→ **What is required**: All of the entries should be returned without a single change.

→ **Data for the task**:
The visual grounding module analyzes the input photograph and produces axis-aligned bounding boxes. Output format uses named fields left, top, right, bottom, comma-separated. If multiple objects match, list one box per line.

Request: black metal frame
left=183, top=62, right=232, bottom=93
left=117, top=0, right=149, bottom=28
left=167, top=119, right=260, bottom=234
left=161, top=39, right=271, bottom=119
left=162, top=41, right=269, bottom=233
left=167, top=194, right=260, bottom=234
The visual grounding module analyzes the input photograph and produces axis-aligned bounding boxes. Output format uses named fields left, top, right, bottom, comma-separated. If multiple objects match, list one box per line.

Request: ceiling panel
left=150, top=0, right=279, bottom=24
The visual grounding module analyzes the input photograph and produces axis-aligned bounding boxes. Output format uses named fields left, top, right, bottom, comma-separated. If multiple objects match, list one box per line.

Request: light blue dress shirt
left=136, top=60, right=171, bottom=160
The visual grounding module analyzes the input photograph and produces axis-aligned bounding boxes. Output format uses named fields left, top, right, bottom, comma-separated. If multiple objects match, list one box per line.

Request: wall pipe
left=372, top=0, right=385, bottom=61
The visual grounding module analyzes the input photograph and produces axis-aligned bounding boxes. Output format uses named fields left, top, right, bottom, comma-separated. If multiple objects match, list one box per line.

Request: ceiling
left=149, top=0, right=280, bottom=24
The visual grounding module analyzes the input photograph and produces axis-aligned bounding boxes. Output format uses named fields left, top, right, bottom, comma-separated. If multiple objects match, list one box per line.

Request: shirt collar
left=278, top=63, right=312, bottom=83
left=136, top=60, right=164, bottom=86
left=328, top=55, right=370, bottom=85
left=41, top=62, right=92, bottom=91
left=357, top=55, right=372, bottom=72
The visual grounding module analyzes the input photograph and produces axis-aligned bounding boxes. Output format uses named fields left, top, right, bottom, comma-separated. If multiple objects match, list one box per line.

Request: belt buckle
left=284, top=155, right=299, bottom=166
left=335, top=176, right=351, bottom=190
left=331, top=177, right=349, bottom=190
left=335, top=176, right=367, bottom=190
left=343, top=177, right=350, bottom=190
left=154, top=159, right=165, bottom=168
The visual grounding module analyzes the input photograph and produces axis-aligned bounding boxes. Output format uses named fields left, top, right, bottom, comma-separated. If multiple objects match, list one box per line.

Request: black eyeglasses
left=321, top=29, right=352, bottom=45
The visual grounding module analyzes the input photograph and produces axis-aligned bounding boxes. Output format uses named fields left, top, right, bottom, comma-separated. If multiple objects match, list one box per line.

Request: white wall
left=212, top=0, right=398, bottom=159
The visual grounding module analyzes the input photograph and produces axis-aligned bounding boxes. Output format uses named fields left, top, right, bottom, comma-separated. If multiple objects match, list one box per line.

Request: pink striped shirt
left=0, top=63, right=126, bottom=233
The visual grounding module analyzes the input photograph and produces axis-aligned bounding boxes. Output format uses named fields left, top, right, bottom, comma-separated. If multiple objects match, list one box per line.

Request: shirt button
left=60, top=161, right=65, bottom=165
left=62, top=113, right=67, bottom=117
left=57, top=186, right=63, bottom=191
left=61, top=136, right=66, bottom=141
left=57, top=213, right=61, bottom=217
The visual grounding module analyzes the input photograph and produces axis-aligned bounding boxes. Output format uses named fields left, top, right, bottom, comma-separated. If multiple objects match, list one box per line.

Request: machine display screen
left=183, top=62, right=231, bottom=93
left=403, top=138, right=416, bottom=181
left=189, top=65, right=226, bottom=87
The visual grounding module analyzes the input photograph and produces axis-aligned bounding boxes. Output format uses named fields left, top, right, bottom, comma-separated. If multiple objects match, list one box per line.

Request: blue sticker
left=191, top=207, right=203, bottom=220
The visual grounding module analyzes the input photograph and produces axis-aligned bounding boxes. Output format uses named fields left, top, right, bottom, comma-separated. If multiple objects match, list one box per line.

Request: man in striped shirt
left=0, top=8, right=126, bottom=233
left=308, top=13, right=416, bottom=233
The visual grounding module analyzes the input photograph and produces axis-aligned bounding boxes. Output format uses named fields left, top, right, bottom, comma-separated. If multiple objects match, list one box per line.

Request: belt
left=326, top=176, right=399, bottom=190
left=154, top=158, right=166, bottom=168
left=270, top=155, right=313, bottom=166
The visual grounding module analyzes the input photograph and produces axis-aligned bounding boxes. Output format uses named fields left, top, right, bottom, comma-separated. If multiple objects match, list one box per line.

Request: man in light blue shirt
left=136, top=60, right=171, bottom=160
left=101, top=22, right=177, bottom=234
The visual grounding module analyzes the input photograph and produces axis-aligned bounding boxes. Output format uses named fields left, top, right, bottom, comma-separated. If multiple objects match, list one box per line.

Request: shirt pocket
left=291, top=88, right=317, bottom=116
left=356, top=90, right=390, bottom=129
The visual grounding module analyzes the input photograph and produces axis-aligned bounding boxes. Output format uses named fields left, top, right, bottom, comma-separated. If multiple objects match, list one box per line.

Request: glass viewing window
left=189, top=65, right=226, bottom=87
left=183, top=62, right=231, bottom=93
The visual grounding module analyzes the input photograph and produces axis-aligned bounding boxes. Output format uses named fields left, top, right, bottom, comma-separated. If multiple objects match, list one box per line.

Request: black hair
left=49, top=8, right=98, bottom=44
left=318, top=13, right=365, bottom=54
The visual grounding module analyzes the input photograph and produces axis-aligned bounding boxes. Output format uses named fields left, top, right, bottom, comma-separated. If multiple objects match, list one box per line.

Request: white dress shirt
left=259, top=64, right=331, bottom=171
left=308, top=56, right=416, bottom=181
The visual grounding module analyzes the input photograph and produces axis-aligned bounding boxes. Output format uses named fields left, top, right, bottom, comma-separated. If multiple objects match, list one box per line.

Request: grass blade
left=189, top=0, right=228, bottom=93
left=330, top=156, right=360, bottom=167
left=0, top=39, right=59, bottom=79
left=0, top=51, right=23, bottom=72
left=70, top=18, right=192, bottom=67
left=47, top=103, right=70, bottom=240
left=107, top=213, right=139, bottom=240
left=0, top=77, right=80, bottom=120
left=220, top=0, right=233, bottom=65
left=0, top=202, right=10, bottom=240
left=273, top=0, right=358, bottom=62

→ **Exercise result**:
The visual grounding module analyzes the input photograph and produces axis-aligned bounding boxes. Output format uses named fields left, top, right, bottom, comma-separated. If multiple objects match, list one box per line.

Request: black metal frame
left=183, top=62, right=232, bottom=93
left=117, top=0, right=149, bottom=28
left=167, top=119, right=260, bottom=234
left=161, top=39, right=271, bottom=119
left=162, top=41, right=269, bottom=233
left=167, top=194, right=260, bottom=234
The visual grounding module analyzes the input photograph and produces axis-aligned bounding boxes. Output format uses named fields left, top, right, bottom, comma-separated. If multiple objects match, list one box per line.

Request: ceiling panel
left=150, top=0, right=279, bottom=24
The visual grounding module analyzes the input photograph and produces axis-aligned bounding boxes. Output format uses named fields left, top, right, bottom, comma-separated. If multiple objects match, list one box per line.

Request: light blue dress shirt
left=136, top=60, right=171, bottom=160
The visual grounding module analyzes the input photograph and produces axis-aligned bounding boxes. Output format uses named fields left, top, right, bottom, comma-separated. If multiple objects match, list one box per line.

Request: wall pipe
left=372, top=0, right=385, bottom=61
The visual grounding module analyzes the input photograph and produces axis-aligned bounding boxes. Output format uses named fields left, top, right, bottom, comma-separated. If multiple objects match, list one box per line.

Request: ceiling
left=149, top=0, right=280, bottom=24
The visual grounding module analyzes the input photograph and produces axis-aligned bounding boxes. Output format uses named fields left, top, right, bottom, comma-separated. If multiple objects match, list one box per line.

Request: shirt collar
left=278, top=63, right=312, bottom=83
left=136, top=60, right=164, bottom=86
left=328, top=55, right=370, bottom=85
left=41, top=62, right=92, bottom=91
left=357, top=55, right=372, bottom=72
The visual grounding module analyzes the input photograph and produces axis-aligned bounding boxes. Output format uses named fields left, top, right, bottom, comma-separated. If multiple objects match, list one box per line.

Request: belt buckle
left=284, top=155, right=299, bottom=166
left=335, top=176, right=351, bottom=190
left=331, top=177, right=349, bottom=190
left=335, top=176, right=367, bottom=190
left=343, top=177, right=350, bottom=190
left=154, top=159, right=165, bottom=168
The visual grounding module analyzes the input photograph and produces axis-aligned bounding boxes. Output format uses named fields left, top, right, bottom, comma-separated. If multiple objects match, list one box per line.

Request: black eyeglasses
left=321, top=29, right=352, bottom=45
The visual grounding module analyzes the input photograph and produces axis-aligned bounding boxes. Output format uses named fields left, top, right, bottom, comma-separated. If multiple objects match, list one box per line.

Request: white wall
left=212, top=0, right=398, bottom=159
The visual grounding module analyzes the input photograph and produces axis-aligned bounding boxes. Output format uses named fields left, top, right, bottom, comma-separated. If multiple objects match, list one box per line.

Request: pink striped shirt
left=0, top=63, right=126, bottom=233
The visual grounding module analyzes the input photograph and produces axis-aligned bounding boxes. Output format uses named fields left, top, right, bottom, comma-separated. If multiple objects match, list one box per line.

Request: shirt button
left=60, top=161, right=65, bottom=165
left=62, top=113, right=67, bottom=117
left=57, top=186, right=63, bottom=191
left=61, top=136, right=66, bottom=141
left=57, top=213, right=61, bottom=217
The visual grounding module analyzes the input photograph and produces axis-aligned bounding boxes. Output format uses named fields left, top, right, bottom, comma-separated. If multiple objects match, list one box per line.

Request: machine display screen
left=183, top=62, right=231, bottom=93
left=403, top=138, right=416, bottom=181
left=189, top=65, right=226, bottom=87
The visual grounding module analyzes the input photograph and produces axis-aligned bounding boxes. Output format uses named fields left, top, right, bottom, comma-separated. If multiple objects match, list one box per line.

Request: blue sticker
left=191, top=207, right=203, bottom=220
The visual grounding module analyzes the input photograph and produces axis-aligned bounding boxes. Output format uses named fields left, top, right, bottom, comma-separated. If multiple objects match, list one box per line.

Request: man in striped shirt
left=0, top=8, right=126, bottom=233
left=308, top=13, right=416, bottom=233
The visual grounding module analyzes the input photograph and produces axis-aligned bounding boxes. Output format uses named fields left, top, right, bottom, comma-separated. If multiple objects match, list one box per line.

Request: belt
left=326, top=176, right=399, bottom=190
left=154, top=158, right=166, bottom=168
left=270, top=155, right=313, bottom=166
The visual grounding module analyzes the input photograph and produces axis-aligned bounding boxes. Output format uses named fields left, top, right, bottom, comma-separated. If multiple objects match, list one box per line.

Request: man in light blue shirt
left=136, top=60, right=171, bottom=160
left=101, top=22, right=177, bottom=234
The visual grounding module analyzes the input photograph and produces axis-aligned bounding boxes. Output format uses named fields left, top, right, bottom, comma-separated. If multiple objects match, list one box per line.

Request: shirt pocket
left=291, top=88, right=317, bottom=116
left=356, top=90, right=390, bottom=129
The visual grounding module analyzes the input photograph and produces axis-aligned bounding boxes. Output format uses named fields left, top, right, bottom, comma-separated. If multiple objects match, list one box per line.

Request: glass viewing window
left=189, top=65, right=226, bottom=87
left=183, top=62, right=231, bottom=93
The visual grounding module analyzes the input photograph and produces axis-aligned bounding boxes. Output format uses named fields left, top, right, bottom, comma-separated. If multiple objects match, list one box per line.

Request: black hair
left=49, top=8, right=98, bottom=44
left=318, top=13, right=365, bottom=54
The visual grounding module analyzes the input photograph and produces axis-aligned bounding boxes. Output format uses named fields left, top, right, bottom, comma-separated. If multiple objects match, list one box per line.

Request: white dress shirt
left=259, top=64, right=331, bottom=171
left=308, top=56, right=416, bottom=181
The visual grounding module analyzes the input photograph and produces axis-aligned bounding boxes. Output format uses named fields left, top, right, bottom, comma-separated. If multiple objects match, list one box per line.

Request: grass blade
left=189, top=0, right=228, bottom=93
left=330, top=156, right=360, bottom=167
left=0, top=39, right=59, bottom=79
left=0, top=51, right=23, bottom=72
left=70, top=18, right=192, bottom=67
left=47, top=103, right=70, bottom=240
left=107, top=213, right=139, bottom=240
left=0, top=77, right=80, bottom=120
left=220, top=0, right=233, bottom=65
left=0, top=202, right=10, bottom=240
left=273, top=0, right=358, bottom=62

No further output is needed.